- Source text
/---

2010-01-04 Thread Alvaro Herrera
Bruce Momjian wrote:
 pg_migrator has become more popular recently, so it seems time to look
 at some enhancements that would improve pg_migrator.  None of these are
 required, but rather changes that would be nice to have:
 
 1)  Right now pg_migrator preserves relfilenodes for TOAST files because
 this is required for proper migration.  Now that we have shown that
 strategically-placed global variables with a server-side function to set
 them is a viable solution, it would be nice to preserve all relfilenodes
 from the old server.  This would simplify pg_migrator by no long
 requiring place-holder relfilenodes or the renaming of TOAST files.  A
 simpler solution would just be to allow TOAST table creation to
 automatically remove placeholder files and create specified relfilenodes
 via global variables.

Getting rid of the need for placeholders is a good idea.  +1 on getting
TOAST tables created with the correct relfilenode from the start.  I
don't know that preserving any other relfilenode is useful; however if
it means you no longer have to rename the files underlying each table,
it would probably also be a good idea.  (I don't know how does
pg_migrator deal with such things currently -- does it keep a map of
table name to relfilenode?)

 2)  Right now pg_migrator renames old tablespaces to .old, which fails
 if the tablespaces are on mount points.  I have already received a
 report of such a failure.

I thought it was impossible to use bare mountpoints as tablespaces due
to ownership problems ... Is that not the case?  -1 for special hacks
that work around bogus setups, if that means intrusive changes to the
core code.

\---

(Coordinate annotation entries)

/---

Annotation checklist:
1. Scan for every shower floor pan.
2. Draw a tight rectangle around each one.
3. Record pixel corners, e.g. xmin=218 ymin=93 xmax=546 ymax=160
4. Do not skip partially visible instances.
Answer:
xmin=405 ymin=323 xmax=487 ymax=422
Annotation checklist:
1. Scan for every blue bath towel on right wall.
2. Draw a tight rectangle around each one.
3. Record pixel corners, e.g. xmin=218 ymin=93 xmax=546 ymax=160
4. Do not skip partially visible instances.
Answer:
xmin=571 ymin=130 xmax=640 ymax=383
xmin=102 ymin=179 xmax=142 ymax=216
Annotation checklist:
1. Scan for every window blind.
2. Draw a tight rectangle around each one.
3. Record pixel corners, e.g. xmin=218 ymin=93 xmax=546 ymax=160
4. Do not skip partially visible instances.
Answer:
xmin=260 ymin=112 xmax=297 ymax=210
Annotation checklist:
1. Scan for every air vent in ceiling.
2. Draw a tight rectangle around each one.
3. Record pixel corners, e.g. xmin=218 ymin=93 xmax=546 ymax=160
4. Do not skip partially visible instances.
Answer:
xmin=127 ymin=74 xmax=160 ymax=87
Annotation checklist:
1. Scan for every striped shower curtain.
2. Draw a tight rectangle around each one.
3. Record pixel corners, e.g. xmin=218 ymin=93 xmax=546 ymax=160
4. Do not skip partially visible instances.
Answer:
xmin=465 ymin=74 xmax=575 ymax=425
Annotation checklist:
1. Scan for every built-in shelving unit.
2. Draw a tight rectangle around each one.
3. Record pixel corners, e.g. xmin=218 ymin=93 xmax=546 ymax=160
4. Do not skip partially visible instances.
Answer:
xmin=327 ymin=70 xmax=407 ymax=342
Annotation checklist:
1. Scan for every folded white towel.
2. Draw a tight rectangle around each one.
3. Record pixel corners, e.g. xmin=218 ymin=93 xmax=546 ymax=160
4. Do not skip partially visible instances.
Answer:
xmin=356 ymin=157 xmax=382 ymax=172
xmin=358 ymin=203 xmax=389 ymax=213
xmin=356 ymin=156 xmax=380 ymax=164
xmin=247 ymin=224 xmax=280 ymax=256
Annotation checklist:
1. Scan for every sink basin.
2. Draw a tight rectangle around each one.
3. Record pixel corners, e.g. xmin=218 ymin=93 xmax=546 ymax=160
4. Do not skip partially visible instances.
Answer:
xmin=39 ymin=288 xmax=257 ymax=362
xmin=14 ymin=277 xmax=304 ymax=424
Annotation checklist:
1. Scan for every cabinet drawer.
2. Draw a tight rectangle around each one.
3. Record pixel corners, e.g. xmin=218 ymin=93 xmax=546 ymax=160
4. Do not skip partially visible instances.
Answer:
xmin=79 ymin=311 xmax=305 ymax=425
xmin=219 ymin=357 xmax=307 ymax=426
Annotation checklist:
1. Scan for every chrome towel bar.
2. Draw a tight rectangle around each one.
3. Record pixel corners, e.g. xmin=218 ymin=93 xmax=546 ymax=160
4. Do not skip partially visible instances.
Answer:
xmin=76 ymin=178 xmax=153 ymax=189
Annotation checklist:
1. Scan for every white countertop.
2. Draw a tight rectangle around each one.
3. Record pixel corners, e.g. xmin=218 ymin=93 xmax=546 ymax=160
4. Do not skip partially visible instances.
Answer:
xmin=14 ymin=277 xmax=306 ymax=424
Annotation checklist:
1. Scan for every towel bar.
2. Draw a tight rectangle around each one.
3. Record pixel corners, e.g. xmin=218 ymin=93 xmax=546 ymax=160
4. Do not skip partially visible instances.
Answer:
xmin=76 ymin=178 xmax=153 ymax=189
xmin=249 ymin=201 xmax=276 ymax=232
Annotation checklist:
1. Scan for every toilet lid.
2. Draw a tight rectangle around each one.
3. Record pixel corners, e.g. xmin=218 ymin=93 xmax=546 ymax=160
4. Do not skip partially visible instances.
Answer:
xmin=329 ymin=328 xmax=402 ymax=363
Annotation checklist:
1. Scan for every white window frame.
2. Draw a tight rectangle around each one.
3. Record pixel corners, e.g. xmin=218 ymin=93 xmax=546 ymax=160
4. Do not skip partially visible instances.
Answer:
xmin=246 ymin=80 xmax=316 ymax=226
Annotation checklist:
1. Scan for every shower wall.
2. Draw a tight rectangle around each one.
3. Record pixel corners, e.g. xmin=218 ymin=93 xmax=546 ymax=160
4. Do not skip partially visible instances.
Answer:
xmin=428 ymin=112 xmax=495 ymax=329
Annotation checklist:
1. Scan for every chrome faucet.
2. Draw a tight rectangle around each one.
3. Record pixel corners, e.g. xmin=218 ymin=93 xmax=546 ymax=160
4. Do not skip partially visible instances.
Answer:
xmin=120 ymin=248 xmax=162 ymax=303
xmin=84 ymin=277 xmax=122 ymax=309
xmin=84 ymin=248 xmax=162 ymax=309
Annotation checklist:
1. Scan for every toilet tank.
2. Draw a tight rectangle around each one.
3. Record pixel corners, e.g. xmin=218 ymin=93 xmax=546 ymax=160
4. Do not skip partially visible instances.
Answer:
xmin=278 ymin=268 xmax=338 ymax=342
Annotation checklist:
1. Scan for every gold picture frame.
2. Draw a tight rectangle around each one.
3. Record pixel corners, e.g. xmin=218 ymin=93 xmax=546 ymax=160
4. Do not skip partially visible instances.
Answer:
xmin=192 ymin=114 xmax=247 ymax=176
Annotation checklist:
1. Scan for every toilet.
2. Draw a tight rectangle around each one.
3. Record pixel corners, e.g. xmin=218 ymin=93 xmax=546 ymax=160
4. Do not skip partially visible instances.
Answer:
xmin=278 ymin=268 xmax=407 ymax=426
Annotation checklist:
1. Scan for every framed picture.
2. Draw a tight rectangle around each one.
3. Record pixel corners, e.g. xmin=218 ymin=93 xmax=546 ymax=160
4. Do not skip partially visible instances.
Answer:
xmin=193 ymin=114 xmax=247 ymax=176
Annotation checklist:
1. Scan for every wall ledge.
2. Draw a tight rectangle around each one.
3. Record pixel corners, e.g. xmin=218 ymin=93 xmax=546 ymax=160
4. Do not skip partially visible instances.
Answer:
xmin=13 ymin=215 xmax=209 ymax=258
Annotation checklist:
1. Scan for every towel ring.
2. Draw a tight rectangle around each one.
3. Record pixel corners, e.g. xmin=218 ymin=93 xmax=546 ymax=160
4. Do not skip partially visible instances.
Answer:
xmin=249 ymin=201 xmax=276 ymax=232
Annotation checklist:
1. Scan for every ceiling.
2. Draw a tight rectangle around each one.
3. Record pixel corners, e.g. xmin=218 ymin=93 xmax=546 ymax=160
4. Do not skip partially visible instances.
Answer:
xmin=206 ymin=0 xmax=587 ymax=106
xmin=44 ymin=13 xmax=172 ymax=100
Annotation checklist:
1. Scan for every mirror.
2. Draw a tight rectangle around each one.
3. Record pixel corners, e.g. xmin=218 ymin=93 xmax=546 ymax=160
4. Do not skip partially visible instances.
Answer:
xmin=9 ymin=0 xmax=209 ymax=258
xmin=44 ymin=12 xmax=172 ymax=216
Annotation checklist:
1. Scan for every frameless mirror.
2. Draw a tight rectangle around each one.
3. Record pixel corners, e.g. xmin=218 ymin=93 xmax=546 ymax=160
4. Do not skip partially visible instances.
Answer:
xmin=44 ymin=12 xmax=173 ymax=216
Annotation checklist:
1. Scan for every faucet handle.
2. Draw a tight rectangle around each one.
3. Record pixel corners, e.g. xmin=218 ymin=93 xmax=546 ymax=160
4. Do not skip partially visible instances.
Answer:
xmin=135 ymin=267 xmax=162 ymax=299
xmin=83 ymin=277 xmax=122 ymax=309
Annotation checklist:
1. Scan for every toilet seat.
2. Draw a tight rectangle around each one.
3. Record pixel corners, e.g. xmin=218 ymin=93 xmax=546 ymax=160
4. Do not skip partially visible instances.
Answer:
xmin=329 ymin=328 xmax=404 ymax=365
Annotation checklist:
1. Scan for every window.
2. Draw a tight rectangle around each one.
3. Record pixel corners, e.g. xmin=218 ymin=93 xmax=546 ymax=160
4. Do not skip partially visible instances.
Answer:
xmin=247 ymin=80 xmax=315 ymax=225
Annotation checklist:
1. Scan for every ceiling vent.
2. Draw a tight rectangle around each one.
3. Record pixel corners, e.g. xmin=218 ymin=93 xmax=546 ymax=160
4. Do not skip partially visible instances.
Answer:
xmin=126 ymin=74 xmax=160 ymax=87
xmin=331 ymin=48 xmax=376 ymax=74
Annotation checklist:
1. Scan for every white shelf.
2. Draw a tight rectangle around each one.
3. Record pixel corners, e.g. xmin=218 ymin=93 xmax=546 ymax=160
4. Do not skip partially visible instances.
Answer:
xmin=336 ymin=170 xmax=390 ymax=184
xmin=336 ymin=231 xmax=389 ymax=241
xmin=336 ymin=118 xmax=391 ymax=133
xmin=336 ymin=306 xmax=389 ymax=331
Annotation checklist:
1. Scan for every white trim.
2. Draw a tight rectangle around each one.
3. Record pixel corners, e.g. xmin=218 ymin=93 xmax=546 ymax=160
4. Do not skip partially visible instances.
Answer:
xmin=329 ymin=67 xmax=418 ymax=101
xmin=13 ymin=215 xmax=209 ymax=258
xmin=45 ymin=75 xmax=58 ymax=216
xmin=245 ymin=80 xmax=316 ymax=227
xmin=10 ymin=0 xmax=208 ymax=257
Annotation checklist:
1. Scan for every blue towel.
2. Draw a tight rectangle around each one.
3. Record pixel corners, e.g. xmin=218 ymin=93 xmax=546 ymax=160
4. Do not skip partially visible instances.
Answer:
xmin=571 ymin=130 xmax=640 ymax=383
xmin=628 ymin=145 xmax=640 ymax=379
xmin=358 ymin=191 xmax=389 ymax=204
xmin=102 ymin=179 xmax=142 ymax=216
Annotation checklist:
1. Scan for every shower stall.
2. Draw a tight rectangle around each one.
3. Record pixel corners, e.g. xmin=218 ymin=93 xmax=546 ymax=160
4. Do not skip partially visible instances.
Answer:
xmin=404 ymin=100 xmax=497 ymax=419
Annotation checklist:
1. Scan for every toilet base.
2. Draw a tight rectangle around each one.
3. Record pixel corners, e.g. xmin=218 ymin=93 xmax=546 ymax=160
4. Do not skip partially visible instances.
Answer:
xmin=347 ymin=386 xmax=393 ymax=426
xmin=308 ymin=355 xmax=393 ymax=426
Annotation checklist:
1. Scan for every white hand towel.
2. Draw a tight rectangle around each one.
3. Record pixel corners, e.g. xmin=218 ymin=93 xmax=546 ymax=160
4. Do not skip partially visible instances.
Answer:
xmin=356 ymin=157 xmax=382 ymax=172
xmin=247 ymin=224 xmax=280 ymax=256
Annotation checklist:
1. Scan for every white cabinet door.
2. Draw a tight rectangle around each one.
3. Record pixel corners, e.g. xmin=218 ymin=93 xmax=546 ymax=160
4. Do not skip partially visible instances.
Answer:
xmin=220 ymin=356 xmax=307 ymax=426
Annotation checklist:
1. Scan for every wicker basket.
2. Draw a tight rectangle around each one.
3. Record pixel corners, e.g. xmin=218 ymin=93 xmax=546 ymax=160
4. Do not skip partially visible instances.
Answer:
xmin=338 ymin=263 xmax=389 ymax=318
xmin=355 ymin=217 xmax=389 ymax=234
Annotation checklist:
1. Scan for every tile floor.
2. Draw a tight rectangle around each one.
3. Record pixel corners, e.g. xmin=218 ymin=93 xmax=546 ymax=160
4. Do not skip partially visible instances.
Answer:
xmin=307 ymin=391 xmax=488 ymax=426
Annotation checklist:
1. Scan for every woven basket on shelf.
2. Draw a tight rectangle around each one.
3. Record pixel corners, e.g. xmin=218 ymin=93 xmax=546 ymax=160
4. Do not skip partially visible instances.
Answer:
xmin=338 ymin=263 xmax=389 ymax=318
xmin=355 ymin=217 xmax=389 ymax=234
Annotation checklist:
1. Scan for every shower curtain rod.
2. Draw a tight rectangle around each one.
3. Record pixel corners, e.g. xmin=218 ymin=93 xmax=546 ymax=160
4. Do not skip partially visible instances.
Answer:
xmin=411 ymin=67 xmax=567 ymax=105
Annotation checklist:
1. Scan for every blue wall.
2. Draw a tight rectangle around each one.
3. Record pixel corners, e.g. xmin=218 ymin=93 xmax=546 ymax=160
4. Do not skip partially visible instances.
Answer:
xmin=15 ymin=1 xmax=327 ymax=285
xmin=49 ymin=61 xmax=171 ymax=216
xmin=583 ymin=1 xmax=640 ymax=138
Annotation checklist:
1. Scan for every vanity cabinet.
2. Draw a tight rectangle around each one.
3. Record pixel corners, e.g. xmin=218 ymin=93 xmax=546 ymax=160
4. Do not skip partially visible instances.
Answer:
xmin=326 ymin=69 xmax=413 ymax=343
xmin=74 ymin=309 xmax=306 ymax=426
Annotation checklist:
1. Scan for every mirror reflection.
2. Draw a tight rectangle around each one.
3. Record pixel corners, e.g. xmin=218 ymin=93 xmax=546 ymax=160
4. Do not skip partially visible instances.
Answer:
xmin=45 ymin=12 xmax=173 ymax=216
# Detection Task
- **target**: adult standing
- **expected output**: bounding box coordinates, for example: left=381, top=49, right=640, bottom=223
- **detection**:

\---

- Work instructions
- 1) In the pg_migrator email thread, which files does pg_migrator currently preserve relfilenodes for?
- 2) List every hyphenated word in the pg_migrator email thread.
- 3) Take the pg_migrator email thread further, starting after its last sentence.
The items play no part in this work.

- Answers per task
- 1) TOAST files

- 2) strategically-placed, server-side, place-holder

- 3)
 3)  There is no easy way to analyze all databases.  vacuumdb --analyze
 does analyze _and_ vacuum, which for an 8.4 to 8.5 migration does an
 unnecessary vacuum.  Right now I recommend ANALYZE in every database,
 but it would be nice if there were a single command which did this.

+1 for vacuumdb --analyze-only

 4)  I have implemented the ability to run pg_migrator --check on a live
 old server.  However, pg_migrator uses information from controldata to
 check things, and it also needs xid information that is only available
 via pg_resetxlog -n(no update) to perform the migration.  Unfortunately,
 pg_resetxlog -n cannot be run on a live server, so pg_migrator runs
 pg_controldata for --check and pg_resetxlog -n for real upgrades.  It
 would simplify pg_migrator if I would run pg_resetxlog -n on a live
 server, but I can understand if people don't want to do that because the
 xid information reported on a live server is inaccurate.

What xid info does it need?  Would it be good enough to use the next
XID from most recent checkpoint from pg_controldata?  It is a bit
outdated, but can't you simply add some value to it to have a safety margin?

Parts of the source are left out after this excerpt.